Testo
====

Aptitude è un frontend per la gestione avanzata dei pacchetti di una distribuzione Debian, ma risulta valido per tutte le distribuzioni che supportano APT (link).
È lo strumento preferito da molti per l’amministrazione dei pacchetti su Debian in quanto non solo raggruppa in un unico semplice programma le funzionalità di molti tool (apt-get, apt-cache, apt-mark, etc.) ma anche perché permette di gestire in modo molto più facile (ed efficace) situazioni complesse (dipendenze, dipendenze inverse, rimozione pacchetti non utilizzati, etc).
Aptitude è un frontend a dpkg esattamente come apt-get e può essere utilizzato in due modi: da linea di comando, cioè come apt-get (con la stessa sintassi per i comandi principali), oppure tramite l’interfaccia visuale basata sulle librerie ncurses.
L’interfaccia visuale verrà trattata più diffusamente, perché si ritiene che sia uno strumento fondamentale per la gestione dei pacchetti e soprattutto per la diagnostica e la risoluzione degli eventuali problemi riscontrati.

====

Dati di origine
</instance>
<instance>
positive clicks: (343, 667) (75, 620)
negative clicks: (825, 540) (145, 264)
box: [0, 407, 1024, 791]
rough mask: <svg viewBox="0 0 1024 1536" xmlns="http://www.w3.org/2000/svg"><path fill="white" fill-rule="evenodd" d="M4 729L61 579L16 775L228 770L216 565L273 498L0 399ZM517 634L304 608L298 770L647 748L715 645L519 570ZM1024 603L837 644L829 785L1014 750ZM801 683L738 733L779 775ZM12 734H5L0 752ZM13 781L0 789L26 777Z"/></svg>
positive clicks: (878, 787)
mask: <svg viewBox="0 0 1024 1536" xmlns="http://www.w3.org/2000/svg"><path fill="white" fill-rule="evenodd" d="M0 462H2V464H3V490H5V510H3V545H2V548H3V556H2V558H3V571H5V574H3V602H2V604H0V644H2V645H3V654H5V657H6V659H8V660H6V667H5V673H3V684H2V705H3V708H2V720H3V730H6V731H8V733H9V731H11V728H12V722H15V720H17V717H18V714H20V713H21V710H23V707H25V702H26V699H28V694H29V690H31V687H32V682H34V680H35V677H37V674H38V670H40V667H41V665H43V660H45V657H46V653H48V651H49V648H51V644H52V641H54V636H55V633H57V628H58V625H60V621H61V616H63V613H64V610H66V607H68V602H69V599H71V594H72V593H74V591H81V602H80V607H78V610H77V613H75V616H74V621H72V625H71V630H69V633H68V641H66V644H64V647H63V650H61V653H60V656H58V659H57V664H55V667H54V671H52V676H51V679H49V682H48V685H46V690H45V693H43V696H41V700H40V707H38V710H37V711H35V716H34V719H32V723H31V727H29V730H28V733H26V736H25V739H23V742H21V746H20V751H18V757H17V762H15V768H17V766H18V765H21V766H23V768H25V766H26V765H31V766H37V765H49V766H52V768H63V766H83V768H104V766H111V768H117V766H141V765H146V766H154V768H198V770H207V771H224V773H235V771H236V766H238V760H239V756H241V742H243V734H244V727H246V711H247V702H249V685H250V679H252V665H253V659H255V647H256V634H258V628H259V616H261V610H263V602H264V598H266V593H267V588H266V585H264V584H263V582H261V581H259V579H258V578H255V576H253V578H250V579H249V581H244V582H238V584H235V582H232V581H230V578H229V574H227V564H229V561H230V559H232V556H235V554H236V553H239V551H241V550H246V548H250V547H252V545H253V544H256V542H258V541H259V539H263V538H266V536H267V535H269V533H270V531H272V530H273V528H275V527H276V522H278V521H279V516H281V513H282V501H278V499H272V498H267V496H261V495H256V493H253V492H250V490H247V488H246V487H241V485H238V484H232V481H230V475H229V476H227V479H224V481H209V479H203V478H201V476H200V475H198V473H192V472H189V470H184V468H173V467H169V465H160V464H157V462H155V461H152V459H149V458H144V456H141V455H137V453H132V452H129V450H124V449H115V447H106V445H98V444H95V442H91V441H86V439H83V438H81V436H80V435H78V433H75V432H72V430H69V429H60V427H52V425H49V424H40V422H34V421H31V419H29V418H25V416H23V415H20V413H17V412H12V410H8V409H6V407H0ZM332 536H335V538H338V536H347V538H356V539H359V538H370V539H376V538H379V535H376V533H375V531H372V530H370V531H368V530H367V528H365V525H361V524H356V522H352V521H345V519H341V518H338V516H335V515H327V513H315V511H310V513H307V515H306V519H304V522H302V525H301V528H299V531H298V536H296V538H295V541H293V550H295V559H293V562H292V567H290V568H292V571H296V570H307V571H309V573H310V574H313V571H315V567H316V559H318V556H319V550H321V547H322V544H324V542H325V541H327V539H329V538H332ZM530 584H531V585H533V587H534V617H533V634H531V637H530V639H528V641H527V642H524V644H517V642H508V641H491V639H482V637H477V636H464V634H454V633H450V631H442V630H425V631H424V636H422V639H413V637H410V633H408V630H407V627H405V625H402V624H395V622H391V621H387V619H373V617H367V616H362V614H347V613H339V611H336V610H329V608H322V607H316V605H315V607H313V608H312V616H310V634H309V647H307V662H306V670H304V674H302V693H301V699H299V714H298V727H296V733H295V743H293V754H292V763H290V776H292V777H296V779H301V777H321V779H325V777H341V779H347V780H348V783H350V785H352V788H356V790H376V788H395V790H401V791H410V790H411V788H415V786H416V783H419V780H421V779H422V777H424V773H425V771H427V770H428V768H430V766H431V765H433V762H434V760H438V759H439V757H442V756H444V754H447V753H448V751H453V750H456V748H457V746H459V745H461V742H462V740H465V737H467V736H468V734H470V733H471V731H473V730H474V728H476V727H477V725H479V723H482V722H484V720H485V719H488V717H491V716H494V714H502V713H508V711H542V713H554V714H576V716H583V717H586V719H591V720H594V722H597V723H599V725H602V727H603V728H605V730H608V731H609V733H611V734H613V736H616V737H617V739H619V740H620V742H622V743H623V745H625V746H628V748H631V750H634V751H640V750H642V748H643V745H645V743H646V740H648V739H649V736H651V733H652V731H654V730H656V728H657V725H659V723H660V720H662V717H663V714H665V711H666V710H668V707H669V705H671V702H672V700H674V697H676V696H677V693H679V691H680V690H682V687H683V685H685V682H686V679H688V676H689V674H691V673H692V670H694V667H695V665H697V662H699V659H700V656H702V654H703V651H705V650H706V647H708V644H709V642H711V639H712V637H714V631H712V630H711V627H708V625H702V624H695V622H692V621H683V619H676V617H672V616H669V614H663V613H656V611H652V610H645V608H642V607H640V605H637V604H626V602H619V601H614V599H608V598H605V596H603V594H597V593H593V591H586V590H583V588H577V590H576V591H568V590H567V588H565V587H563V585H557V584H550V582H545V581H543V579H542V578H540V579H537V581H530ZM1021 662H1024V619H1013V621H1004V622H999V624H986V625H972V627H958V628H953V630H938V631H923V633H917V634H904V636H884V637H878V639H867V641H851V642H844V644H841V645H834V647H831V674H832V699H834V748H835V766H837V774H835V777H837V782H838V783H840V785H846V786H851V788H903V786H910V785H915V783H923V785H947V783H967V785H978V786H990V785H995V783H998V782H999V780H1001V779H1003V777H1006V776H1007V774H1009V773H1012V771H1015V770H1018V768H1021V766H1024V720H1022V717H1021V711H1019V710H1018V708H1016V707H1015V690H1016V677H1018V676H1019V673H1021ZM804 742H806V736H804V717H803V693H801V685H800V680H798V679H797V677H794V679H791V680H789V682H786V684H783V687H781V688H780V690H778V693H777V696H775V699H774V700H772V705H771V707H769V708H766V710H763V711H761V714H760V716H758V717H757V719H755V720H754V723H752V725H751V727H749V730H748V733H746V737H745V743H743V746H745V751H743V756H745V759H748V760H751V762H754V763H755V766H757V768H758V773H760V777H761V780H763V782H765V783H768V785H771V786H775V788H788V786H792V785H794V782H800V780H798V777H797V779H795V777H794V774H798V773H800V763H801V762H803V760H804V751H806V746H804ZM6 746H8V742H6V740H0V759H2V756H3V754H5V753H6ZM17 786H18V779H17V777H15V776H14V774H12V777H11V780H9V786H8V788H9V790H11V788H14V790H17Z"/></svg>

====

Descrizione esercizio
Restituisci il passo del testo su Aptitude che inizia con "Aptitude è un frontend per" e finisce con "non utilizzati, etc).".

Soluzione proposta
Aptitude è un frontend per la gestione avanzata dei pacchetti di una distribuzione Debian, ma risulta valido per tutte le distribuzioni che supportano APT (link).
È lo strumento preferito da molti per l’amministrazione dei pacchetti su Debian in quanto non solo raggruppa in un unico semplice programma le funzionalità di molti tool (apt-get, apt-cache, apt-mark, etc.) ma anche perché permette di gestire in modo molto più facile (ed efficace) situazioni complesse (dipendenze, dipendenze inverse, rimozione pacchetti non utilizzati, etc).